- QUELLENAUSZUG -
Diese zweite Kampfeswelle gipfelte am 3.Juli in einem Generalstreik in Turin gegen die all­gemeinen Mieterhöhungen in der Stadt. Die Arbeiter der Großbetriebe und die Bevölkerung der armen Stadtteile kamen in einer großen Demonstration zusammen, die in Straßenschlach­ten und im Barrikadenbau endete. Damals wohnten Zehntausende Arbeiter aus Süditalien in primitiven Schlafsälen, andere mussten sogar in den Bahnhofswartesälen übernachten. Kapi­talisten wie die Agnelli Familie, Besitzer der FIAT-Werke, reagierten gewöhnlich auf Lohn­erhöhungen der Arbeiter mit Mieterhöhungen, um das Geld wieder reinzuholen. Unter der Führung der streikenden Arbeiter in den Fabriken bildeten sich Stadtteilkomitees, um gegen Mieterhöhungen zu kämpfen und die gewaltsame Räumung von mietsäumigen Arbeiterfa­milien zu verhindern.

Wie Rosa Luxemburg bereits 1906 in ihrer Massenstreikbroschüre betonte, überwindet der Arbeiterkampf notwendigerweise die künstliche Trennung zwischen dem politischen, ökono­mischen und sozialen Kampf, und erhebt damit den Anspruch des Proletariats, der Gesell­schaft eine neue Führung zu geben. Ohne die Führung durch die Arbeiterklasse bleiben die Proteste der anderen Bevölkerungsschichten perspektivlos und ohnmächtig. So z.B. die Prote­ste der sog. Hausbesetzerbewegung der 70er und 80er Jahre, die zu nichts als ein paar auto­nomen Ghettos geführt haben.

Gesammelte Dateneinträge
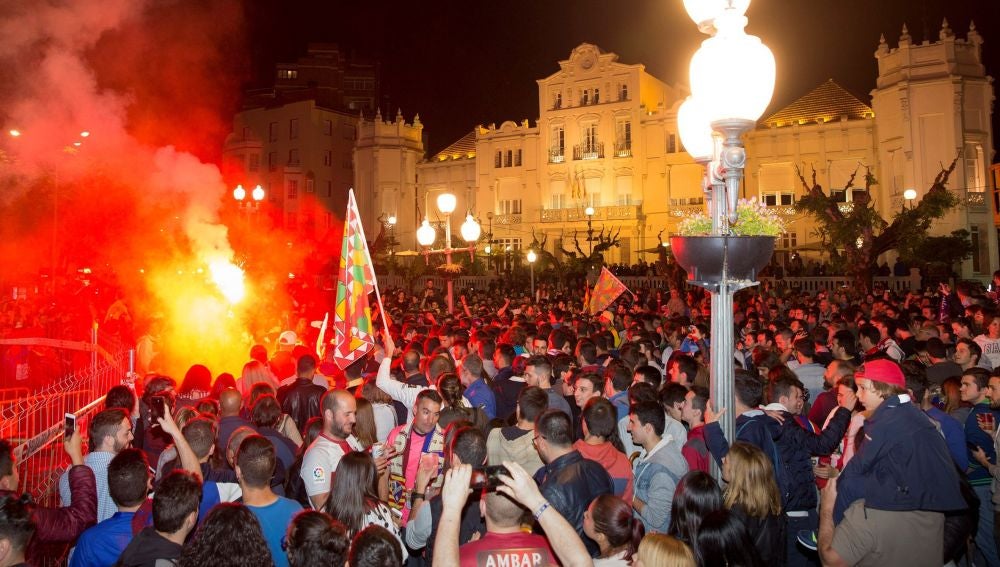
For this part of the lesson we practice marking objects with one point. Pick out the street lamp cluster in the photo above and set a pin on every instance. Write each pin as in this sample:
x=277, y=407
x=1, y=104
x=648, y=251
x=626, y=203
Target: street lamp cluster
x=732, y=79
x=470, y=231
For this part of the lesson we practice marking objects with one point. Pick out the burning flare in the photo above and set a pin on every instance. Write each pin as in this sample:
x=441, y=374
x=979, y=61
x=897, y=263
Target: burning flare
x=229, y=279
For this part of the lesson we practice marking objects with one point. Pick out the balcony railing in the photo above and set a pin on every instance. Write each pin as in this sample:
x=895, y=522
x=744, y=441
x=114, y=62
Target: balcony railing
x=588, y=151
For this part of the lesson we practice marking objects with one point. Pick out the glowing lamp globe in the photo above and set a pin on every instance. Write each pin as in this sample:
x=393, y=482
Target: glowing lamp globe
x=704, y=12
x=696, y=129
x=732, y=73
x=426, y=234
x=447, y=203
x=470, y=229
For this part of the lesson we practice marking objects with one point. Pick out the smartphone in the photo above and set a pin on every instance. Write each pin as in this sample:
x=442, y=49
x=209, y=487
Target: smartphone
x=488, y=477
x=70, y=424
x=158, y=407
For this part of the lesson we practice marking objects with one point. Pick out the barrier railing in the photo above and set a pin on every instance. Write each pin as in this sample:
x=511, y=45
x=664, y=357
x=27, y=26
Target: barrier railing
x=34, y=423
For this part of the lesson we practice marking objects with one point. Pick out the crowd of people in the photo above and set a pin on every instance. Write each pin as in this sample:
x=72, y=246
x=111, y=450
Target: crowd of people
x=527, y=431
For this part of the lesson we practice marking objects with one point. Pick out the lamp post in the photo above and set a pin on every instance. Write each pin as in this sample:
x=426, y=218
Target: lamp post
x=589, y=211
x=251, y=205
x=531, y=263
x=470, y=231
x=711, y=122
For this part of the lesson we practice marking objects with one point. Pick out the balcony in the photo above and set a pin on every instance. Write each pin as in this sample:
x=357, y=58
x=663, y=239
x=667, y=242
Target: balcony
x=593, y=150
x=577, y=214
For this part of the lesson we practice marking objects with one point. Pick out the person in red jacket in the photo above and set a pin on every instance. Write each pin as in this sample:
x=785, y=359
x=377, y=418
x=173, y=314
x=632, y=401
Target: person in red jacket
x=63, y=524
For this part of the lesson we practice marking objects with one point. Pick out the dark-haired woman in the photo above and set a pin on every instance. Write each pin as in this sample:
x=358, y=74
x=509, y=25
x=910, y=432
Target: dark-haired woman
x=354, y=498
x=230, y=536
x=609, y=522
x=696, y=496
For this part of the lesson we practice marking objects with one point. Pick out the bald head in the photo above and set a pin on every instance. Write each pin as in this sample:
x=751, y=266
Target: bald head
x=230, y=401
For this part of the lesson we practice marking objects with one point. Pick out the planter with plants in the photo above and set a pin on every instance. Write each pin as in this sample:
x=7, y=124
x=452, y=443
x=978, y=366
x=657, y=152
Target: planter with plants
x=736, y=256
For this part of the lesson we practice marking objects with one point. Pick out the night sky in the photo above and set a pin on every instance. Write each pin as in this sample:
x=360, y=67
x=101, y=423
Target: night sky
x=459, y=64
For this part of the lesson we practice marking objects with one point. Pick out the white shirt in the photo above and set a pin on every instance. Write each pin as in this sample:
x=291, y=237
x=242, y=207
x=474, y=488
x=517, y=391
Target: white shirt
x=320, y=463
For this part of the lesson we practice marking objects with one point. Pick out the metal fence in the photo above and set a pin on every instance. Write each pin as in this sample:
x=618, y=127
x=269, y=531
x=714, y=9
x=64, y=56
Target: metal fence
x=33, y=422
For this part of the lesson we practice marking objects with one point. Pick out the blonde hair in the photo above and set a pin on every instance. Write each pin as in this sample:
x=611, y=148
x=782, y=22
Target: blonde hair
x=752, y=484
x=661, y=550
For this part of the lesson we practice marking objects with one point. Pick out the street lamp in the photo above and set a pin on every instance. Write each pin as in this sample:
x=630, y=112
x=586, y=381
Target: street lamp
x=711, y=123
x=589, y=211
x=531, y=262
x=470, y=231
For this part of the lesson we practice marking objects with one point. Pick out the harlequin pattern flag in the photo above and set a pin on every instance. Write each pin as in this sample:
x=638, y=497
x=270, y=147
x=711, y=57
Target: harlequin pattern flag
x=606, y=290
x=354, y=335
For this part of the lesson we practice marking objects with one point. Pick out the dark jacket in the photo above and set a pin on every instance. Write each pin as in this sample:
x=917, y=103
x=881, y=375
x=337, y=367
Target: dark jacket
x=300, y=400
x=903, y=465
x=64, y=524
x=506, y=392
x=146, y=548
x=768, y=535
x=570, y=483
x=796, y=447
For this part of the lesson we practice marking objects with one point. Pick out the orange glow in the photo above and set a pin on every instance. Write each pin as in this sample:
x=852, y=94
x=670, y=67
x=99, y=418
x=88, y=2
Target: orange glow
x=229, y=279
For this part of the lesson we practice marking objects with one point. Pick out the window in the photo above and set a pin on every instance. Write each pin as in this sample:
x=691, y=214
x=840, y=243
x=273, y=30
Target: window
x=780, y=198
x=789, y=240
x=590, y=137
x=510, y=207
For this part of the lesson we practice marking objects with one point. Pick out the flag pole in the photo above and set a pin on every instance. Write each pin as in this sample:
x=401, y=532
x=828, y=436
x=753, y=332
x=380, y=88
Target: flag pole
x=368, y=258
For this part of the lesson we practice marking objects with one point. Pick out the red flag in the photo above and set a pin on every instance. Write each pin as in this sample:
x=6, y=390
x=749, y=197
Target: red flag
x=354, y=334
x=606, y=290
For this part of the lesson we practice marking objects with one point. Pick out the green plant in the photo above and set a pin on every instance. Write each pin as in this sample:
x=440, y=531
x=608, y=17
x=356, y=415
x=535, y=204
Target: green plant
x=753, y=218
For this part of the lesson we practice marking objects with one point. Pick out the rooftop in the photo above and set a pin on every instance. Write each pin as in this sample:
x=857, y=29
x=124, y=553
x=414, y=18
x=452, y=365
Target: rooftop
x=825, y=103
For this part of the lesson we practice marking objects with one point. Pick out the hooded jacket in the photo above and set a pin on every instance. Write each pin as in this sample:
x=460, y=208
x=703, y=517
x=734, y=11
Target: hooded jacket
x=903, y=465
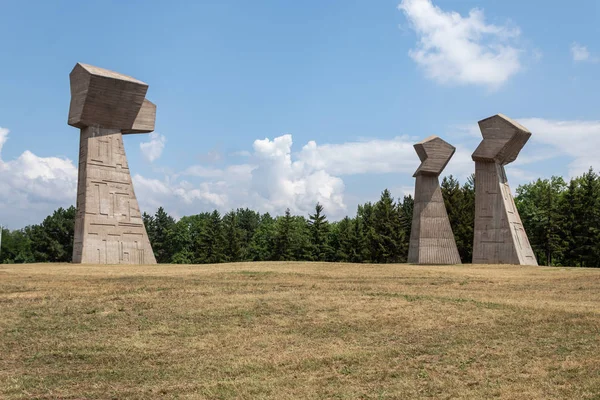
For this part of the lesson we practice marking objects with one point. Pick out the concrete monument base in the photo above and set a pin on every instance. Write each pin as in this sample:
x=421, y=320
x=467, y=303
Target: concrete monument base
x=108, y=226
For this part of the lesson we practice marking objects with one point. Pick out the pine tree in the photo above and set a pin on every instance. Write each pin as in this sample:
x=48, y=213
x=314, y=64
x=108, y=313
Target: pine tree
x=161, y=225
x=283, y=238
x=387, y=229
x=233, y=245
x=262, y=247
x=319, y=228
x=211, y=240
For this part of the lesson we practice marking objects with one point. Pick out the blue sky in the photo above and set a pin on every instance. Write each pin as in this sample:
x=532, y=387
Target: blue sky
x=277, y=104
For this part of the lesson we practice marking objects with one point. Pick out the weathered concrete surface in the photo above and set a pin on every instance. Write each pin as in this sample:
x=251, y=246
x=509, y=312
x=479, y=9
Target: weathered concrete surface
x=499, y=236
x=431, y=237
x=108, y=225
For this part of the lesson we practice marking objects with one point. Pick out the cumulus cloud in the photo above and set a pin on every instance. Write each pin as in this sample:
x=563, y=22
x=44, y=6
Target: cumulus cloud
x=276, y=176
x=578, y=140
x=453, y=49
x=580, y=53
x=152, y=149
x=34, y=186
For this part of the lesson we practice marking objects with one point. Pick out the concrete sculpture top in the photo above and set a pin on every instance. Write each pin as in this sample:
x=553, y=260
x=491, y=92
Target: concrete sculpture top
x=109, y=100
x=503, y=139
x=434, y=154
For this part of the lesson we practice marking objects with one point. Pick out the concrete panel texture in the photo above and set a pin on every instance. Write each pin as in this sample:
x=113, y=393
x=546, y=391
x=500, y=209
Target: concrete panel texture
x=431, y=237
x=108, y=225
x=499, y=235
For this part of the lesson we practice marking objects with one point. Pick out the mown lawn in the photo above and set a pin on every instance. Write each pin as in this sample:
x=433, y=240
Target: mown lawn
x=298, y=331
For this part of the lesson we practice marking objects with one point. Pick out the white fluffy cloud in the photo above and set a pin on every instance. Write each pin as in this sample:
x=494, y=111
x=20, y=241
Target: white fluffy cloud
x=34, y=186
x=152, y=149
x=275, y=177
x=578, y=140
x=453, y=49
x=581, y=53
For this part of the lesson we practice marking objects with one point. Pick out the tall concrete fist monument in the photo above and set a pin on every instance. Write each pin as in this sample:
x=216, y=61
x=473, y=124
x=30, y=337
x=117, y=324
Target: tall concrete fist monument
x=431, y=237
x=499, y=234
x=108, y=225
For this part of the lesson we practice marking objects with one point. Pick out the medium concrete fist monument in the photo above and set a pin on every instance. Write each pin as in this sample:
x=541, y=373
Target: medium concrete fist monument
x=108, y=225
x=499, y=234
x=431, y=237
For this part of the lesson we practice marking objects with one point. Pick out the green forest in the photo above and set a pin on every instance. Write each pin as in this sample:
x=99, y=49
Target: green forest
x=562, y=221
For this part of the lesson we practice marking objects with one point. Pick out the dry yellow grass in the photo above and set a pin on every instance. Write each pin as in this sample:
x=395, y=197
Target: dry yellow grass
x=298, y=331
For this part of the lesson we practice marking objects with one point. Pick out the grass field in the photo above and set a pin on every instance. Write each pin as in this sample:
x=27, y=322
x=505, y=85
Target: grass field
x=298, y=331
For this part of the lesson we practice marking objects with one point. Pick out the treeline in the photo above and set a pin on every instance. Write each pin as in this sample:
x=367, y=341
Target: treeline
x=562, y=222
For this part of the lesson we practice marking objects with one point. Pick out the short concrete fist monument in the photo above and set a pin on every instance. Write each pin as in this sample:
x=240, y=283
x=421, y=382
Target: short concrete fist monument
x=499, y=234
x=108, y=225
x=431, y=237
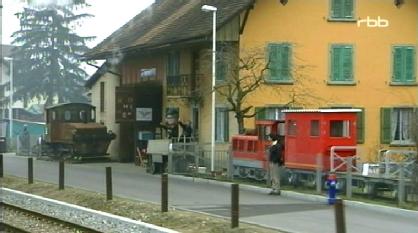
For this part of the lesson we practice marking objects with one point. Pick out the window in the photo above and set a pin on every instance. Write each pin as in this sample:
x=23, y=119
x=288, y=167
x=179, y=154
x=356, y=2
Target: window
x=83, y=116
x=339, y=128
x=93, y=115
x=147, y=74
x=279, y=59
x=291, y=128
x=221, y=125
x=314, y=128
x=403, y=70
x=67, y=115
x=269, y=113
x=173, y=68
x=195, y=121
x=102, y=96
x=221, y=66
x=396, y=124
x=341, y=64
x=342, y=9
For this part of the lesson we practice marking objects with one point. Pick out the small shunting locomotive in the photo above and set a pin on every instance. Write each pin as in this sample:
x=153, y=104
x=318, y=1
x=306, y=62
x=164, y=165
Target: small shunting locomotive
x=71, y=132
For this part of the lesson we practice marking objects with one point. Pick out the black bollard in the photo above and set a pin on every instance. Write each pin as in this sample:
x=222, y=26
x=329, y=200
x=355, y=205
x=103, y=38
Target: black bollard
x=1, y=165
x=164, y=192
x=234, y=205
x=61, y=175
x=339, y=216
x=109, y=193
x=30, y=170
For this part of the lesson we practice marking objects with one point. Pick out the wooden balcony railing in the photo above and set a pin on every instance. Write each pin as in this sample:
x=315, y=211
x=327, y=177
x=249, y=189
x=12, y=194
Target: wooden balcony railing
x=184, y=85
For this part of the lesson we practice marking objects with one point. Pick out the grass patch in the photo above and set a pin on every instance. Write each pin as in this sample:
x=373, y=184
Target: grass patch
x=182, y=221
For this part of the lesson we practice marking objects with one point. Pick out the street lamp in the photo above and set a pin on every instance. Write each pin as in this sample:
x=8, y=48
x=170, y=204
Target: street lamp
x=207, y=8
x=11, y=97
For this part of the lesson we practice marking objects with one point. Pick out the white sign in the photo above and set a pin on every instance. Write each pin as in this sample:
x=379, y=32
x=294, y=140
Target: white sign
x=144, y=114
x=373, y=23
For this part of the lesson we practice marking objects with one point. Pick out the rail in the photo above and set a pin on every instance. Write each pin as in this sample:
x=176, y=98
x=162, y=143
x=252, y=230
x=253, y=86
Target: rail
x=334, y=156
x=47, y=218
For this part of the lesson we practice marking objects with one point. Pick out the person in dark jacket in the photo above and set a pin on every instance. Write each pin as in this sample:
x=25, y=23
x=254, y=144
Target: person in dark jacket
x=276, y=161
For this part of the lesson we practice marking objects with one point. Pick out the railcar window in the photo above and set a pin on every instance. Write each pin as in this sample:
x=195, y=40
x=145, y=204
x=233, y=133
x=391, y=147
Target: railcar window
x=340, y=128
x=314, y=128
x=291, y=128
x=251, y=146
x=67, y=115
x=93, y=115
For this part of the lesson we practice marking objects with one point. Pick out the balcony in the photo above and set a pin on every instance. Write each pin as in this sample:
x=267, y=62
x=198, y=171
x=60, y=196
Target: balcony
x=183, y=86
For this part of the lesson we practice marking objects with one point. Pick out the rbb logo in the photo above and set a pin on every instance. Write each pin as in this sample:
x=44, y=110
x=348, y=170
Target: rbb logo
x=373, y=23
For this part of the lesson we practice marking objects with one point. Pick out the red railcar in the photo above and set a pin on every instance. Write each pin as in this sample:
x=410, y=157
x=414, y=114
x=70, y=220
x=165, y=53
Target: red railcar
x=331, y=133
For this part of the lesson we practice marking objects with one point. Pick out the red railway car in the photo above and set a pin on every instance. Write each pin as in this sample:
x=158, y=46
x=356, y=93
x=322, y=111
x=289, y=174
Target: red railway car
x=249, y=151
x=308, y=133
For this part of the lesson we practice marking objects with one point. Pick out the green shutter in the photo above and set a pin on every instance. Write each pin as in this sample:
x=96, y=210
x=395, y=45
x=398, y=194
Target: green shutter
x=409, y=53
x=348, y=8
x=273, y=61
x=285, y=62
x=226, y=125
x=260, y=113
x=385, y=128
x=337, y=8
x=397, y=64
x=360, y=126
x=336, y=53
x=347, y=64
x=220, y=69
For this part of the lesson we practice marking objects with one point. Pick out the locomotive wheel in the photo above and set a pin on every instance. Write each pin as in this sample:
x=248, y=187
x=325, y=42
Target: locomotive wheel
x=259, y=174
x=243, y=173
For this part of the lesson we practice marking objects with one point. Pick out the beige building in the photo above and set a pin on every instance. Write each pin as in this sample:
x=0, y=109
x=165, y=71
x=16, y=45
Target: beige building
x=101, y=90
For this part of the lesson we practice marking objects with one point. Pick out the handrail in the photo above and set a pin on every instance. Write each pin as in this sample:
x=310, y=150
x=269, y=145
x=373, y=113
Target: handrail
x=408, y=160
x=334, y=156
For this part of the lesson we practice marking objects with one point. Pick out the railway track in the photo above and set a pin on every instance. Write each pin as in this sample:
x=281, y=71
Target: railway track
x=18, y=219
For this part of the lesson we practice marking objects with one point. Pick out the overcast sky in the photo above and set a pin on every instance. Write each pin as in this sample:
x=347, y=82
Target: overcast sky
x=109, y=16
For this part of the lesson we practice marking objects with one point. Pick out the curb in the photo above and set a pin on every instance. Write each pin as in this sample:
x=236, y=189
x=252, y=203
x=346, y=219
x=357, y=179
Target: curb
x=306, y=197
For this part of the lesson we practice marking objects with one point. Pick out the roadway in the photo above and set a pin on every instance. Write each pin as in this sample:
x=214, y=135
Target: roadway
x=284, y=212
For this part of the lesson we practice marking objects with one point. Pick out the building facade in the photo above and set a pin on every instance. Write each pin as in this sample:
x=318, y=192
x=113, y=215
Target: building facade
x=319, y=54
x=351, y=53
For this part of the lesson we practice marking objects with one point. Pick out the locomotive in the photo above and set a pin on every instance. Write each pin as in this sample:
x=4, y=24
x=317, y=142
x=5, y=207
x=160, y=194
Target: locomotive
x=71, y=132
x=308, y=134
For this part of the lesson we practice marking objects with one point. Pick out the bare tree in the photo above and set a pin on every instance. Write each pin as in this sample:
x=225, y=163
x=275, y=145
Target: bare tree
x=246, y=71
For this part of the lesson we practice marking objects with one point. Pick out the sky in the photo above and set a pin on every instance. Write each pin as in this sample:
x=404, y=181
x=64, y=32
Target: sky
x=109, y=16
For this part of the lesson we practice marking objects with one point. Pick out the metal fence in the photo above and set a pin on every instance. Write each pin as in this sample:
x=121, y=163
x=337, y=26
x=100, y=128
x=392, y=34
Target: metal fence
x=191, y=158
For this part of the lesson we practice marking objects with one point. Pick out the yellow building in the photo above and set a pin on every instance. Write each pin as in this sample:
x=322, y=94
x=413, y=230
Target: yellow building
x=346, y=53
x=320, y=53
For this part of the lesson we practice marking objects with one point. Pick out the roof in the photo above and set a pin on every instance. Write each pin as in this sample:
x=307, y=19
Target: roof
x=331, y=110
x=96, y=76
x=6, y=50
x=69, y=104
x=167, y=22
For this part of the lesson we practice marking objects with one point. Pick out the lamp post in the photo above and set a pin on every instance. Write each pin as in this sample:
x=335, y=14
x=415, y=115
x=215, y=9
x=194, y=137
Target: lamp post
x=207, y=8
x=11, y=97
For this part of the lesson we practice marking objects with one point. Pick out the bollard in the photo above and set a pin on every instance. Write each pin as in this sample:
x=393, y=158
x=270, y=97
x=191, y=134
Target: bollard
x=61, y=175
x=164, y=192
x=401, y=185
x=30, y=170
x=332, y=188
x=234, y=205
x=349, y=180
x=319, y=174
x=339, y=216
x=1, y=165
x=109, y=192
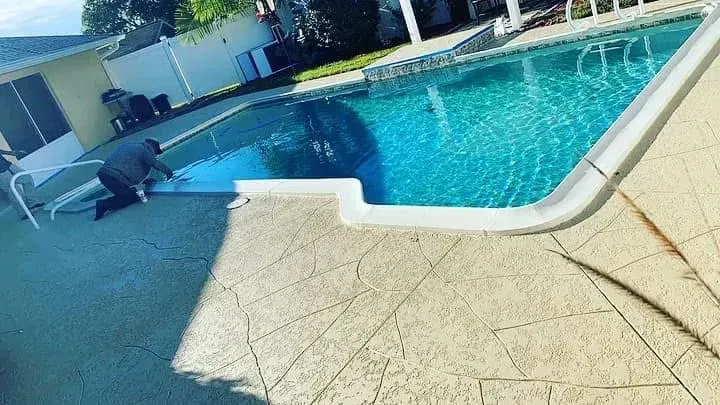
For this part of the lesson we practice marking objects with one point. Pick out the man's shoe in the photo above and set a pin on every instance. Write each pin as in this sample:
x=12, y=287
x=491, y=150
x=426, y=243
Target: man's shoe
x=100, y=210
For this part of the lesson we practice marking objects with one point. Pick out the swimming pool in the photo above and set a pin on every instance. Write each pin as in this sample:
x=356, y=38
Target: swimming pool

- AUFGABE -
Wie lautet der Auszug über den Generalstreik in Turin zwischen „Diese zweite Kampfeswelle“ und „Arbeiterfa­milien zu verhindern.“ einschließlich, wenn du darin „Turin“ durch „Mailand“ ersetzt? Die Einträge spielen hierfür keine Rolle.

- ENDERGEBNIS -
Diese zweite Kampfeswelle gipfelte am 3.Juli in einem Generalstreik in Mailand gegen die all­gemeinen Mieterhöhungen in der Stadt. Die Arbeiter der Großbetriebe und die Bevölkerung der armen Stadtteile kamen in einer großen Demonstration zusammen, die in Straßenschlach­ten und im Barrikadenbau endete. Damals wohnten Zehntausende Arbeiter aus Süditalien in primitiven Schlafsälen, andere mussten sogar in den Bahnhofswartesälen übernachten. Kapi­talisten wie die Agnelli Familie, Besitzer der FIAT-Werke, reagierten gewöhnlich auf Lohn­erhöhungen der Arbeiter mit Mieterhöhungen, um das Geld wieder reinzuholen. Unter der Führung der streikenden Arbeiter in den Fabriken bildeten sich Stadtteilkomitees, um gegen Mieterhöhungen zu kämpfen und die gewaltsame Räumung von mietsäumigen Arbeiterfa­milien zu verhindern.